● **Document**:

⁂

If t5's are new and most "standard" fixtures are t8 then where do you guys get your fixtures?


----------



## froggerboy (Jul 9, 2006)

Home depot has just started to carry T5's now but I've always had to get the at the local pet shop.I believe Coralife was one of the first mass producers of T5 fixtures but they were not high output lights. 
T8's are available almost everywhere light bulbs are sold.


----------



## phender (Jan 9, 2009)

I like this fixture for a 20 gal tall. http://www.marinedepot.com/ps_ViewI...ew~idProduct~CU01127~idCategory~FWLTFIT5.html
Although I would swap out the 10000K bulb for one in the 6000 - 6700k range. Marine Depot carries the bulbs as well.

You can probably get one of these fixtures near you if you have a decent sized tropical fish store close by.


----------



## cyberbrat (Jul 14, 2008)

I am a newb and also trying to find the right lighting configurations. I have used CFLs in Exo Terra Compact Tops, Shop Lighting with 6700 day bulbs and also a T5 from a specialty store.

⁂

Coordinate labeling data:
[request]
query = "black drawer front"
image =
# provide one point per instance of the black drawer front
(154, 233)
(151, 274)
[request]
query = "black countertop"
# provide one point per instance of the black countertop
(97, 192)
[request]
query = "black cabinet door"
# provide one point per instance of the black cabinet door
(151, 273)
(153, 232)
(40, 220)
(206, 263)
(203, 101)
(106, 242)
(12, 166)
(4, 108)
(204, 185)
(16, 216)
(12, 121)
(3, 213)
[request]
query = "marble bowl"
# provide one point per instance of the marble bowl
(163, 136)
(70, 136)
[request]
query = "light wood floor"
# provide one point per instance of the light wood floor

⁂

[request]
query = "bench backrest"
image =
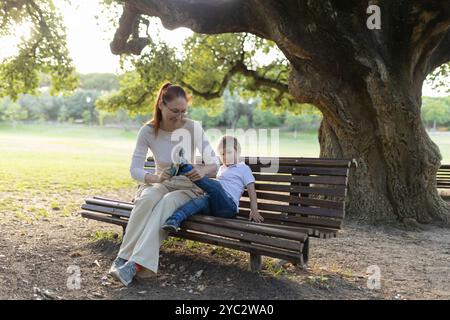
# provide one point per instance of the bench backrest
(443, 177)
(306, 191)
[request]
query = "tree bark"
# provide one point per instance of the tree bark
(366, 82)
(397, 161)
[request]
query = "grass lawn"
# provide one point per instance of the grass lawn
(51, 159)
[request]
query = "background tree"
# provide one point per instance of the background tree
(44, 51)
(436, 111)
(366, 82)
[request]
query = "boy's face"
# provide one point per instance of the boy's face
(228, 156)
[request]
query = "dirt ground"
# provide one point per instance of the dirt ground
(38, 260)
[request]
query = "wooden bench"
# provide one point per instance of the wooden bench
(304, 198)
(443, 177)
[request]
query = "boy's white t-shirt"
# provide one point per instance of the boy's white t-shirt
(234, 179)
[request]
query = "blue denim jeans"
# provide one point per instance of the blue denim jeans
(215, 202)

⁂

● **Written exercise 1**:
Extract every line of the records that contains the string "marble", matching case exactly.
● **Written exercise 2**:
Carry on the forum thread about aquarium light fixtures from the point where it stops.

● **Task output 1**:
query = "marble bowl"
# provide one point per instance of the marble bowl

● **Task output 2**:
I would suggest you monitor you tank temperature carefully when using the Compact Tops with CFL bulbs. I have removed them from my frog tanks and reserved them for my turtle enclosures. They made the frog tanks too hot ( > 80 degrees - my enclosures are small). 

Good luck finding the right lighting solution for your needs. The board members here are very helpful and knowledgeable folks! I just wanted to throw in my two cents about personal experiences with CFLs and small frog enclosures.

I am going to re read the thread for myself, thanks for posting this topic. : )


----------



## Enlightenment (Mar 26, 2009)

In Miami, FL you can get away with not having any lights in your aquarium. We have plenty of heat and humidity to share with anyone.


----------



## Enlightenment (Mar 26, 2009)

Anyone else get away with not having uv bulbs in their aquarium?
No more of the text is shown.